#### Data extract
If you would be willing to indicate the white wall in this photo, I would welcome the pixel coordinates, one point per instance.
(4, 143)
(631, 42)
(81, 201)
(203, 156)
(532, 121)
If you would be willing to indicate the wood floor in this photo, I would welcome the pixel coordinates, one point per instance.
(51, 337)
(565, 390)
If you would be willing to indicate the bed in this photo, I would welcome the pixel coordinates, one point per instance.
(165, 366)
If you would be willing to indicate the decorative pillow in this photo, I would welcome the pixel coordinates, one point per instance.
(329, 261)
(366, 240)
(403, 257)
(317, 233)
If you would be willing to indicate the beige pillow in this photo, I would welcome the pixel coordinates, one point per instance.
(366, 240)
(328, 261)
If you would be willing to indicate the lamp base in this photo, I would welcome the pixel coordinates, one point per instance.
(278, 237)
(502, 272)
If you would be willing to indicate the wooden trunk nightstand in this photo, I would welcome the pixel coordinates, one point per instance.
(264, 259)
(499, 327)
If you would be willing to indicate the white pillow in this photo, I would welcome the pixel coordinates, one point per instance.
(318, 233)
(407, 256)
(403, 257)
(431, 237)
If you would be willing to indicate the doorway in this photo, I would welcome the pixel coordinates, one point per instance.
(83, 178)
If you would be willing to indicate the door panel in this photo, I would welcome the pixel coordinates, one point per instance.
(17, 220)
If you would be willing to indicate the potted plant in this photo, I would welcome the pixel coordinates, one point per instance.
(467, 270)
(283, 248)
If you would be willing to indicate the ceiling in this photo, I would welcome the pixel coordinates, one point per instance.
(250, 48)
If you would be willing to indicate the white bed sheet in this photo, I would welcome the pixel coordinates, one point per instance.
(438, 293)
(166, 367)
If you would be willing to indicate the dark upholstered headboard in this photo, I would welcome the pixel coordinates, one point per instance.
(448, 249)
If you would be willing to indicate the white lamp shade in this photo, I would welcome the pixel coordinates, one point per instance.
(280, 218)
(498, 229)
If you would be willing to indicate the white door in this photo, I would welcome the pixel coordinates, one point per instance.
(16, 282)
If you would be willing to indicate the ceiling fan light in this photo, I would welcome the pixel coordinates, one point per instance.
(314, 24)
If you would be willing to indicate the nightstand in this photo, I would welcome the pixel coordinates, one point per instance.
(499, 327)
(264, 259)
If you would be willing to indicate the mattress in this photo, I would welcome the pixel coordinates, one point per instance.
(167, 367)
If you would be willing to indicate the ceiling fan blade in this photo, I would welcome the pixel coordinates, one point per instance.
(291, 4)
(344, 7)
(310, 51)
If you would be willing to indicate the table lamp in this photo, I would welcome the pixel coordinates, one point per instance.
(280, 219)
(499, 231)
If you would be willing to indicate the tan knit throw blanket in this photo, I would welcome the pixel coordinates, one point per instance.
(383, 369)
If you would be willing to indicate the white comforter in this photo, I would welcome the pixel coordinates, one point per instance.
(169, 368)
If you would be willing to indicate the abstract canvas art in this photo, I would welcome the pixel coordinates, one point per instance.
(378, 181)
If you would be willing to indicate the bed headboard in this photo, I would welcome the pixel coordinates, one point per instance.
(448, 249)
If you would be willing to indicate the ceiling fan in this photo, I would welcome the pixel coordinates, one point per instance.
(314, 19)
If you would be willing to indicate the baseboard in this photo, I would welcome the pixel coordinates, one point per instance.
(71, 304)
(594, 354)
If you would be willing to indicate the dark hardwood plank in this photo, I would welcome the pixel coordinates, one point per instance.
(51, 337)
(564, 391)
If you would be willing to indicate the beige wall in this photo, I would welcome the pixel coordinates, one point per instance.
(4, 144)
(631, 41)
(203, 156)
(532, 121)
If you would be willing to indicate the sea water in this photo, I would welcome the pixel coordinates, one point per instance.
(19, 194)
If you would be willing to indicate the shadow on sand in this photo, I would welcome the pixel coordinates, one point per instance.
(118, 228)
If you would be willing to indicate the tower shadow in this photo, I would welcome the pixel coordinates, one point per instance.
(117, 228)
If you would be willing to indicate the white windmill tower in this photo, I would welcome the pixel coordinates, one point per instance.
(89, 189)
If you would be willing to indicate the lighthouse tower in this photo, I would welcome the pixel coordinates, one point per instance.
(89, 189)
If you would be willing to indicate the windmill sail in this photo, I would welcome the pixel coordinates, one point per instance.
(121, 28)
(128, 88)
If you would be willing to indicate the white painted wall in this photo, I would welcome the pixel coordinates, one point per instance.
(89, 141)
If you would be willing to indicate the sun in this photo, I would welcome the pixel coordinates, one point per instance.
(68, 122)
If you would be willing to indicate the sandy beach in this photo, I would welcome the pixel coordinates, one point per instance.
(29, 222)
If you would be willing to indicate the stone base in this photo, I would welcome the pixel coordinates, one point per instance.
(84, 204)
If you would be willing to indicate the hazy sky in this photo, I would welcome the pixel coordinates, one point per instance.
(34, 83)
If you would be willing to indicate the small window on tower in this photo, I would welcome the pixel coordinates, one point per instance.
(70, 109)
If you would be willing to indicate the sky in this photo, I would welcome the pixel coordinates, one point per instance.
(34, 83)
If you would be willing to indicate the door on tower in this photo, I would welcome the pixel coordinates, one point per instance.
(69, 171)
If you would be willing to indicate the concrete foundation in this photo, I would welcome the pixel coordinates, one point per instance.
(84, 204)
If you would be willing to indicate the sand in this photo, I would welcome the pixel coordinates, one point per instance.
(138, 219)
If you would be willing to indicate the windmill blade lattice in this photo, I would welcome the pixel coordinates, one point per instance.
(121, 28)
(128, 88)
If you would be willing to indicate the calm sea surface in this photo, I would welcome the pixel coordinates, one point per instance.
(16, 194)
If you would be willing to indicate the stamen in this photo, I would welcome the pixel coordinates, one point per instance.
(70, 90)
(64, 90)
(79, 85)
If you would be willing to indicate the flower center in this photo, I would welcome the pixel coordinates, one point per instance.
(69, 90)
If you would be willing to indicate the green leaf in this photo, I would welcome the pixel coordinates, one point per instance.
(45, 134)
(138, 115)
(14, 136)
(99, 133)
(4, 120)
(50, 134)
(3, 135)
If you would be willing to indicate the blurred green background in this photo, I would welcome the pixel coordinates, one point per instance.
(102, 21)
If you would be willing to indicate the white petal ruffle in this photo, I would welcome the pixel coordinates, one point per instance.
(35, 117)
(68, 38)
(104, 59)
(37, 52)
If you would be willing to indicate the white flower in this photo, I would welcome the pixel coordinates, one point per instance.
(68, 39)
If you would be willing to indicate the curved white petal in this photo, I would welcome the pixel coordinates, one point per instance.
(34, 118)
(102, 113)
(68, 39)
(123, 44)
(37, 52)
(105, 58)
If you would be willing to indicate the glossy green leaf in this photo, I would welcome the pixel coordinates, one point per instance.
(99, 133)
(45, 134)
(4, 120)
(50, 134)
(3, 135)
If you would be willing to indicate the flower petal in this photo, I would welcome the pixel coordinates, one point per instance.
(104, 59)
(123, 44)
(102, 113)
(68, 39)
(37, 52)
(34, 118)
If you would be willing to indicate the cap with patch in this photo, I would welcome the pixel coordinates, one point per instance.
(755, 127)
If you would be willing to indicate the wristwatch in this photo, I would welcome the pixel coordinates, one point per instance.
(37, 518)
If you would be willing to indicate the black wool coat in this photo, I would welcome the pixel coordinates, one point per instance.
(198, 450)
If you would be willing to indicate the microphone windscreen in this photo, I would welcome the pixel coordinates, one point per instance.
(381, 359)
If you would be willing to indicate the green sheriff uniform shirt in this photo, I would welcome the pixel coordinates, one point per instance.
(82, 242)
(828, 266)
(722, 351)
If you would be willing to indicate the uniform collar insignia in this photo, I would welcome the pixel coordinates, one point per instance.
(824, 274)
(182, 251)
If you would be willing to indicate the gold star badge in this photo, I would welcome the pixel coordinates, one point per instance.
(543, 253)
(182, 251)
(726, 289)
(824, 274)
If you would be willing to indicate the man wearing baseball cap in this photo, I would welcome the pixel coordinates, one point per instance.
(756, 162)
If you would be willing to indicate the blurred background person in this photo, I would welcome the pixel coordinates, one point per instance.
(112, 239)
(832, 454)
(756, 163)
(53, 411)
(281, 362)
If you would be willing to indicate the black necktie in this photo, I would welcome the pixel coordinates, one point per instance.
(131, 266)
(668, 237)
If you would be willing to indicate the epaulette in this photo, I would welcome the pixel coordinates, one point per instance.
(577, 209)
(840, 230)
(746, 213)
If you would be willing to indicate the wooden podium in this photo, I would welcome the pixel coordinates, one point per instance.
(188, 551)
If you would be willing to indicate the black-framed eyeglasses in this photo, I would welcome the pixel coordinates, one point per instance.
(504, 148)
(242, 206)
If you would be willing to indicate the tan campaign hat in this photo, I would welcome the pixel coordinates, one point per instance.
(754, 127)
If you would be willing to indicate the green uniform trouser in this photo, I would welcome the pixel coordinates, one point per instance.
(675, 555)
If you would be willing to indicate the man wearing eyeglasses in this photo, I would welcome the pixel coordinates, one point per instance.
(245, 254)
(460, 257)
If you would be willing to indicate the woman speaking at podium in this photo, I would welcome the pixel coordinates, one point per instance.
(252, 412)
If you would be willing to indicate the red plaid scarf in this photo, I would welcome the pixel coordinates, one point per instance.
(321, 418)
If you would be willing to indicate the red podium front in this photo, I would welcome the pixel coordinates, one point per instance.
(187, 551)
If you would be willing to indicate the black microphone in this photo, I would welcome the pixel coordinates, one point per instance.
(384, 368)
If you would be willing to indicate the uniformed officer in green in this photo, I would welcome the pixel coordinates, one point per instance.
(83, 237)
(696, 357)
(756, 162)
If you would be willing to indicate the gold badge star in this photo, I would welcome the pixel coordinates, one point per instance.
########
Written task: All lines from the one containing "If you would be willing to indicate the red plaid" through the end of the records, both ends included, are to be quoted exactly; please add nothing else.

Task solution:
If you would be willing to indicate the red plaid scarf in this photo, I would welcome the pixel coordinates, one point per instance.
(321, 418)
If you would be willing to indicate the red podium front in this photo, I would welcome the pixel coordinates, one point per instance.
(187, 551)
If you would be willing to indicate the black microphone in this photo, I would welcome the pixel coordinates, one point per instance.
(384, 368)
If you would be willing to indicate the uniformed officer in green in this photo, I would welcome the pixel coordinates, one point per instance.
(83, 237)
(696, 357)
(756, 162)
If you would be willing to indicate the gold badge star in this photo, I would welcome the pixel coordinates, one point per instance.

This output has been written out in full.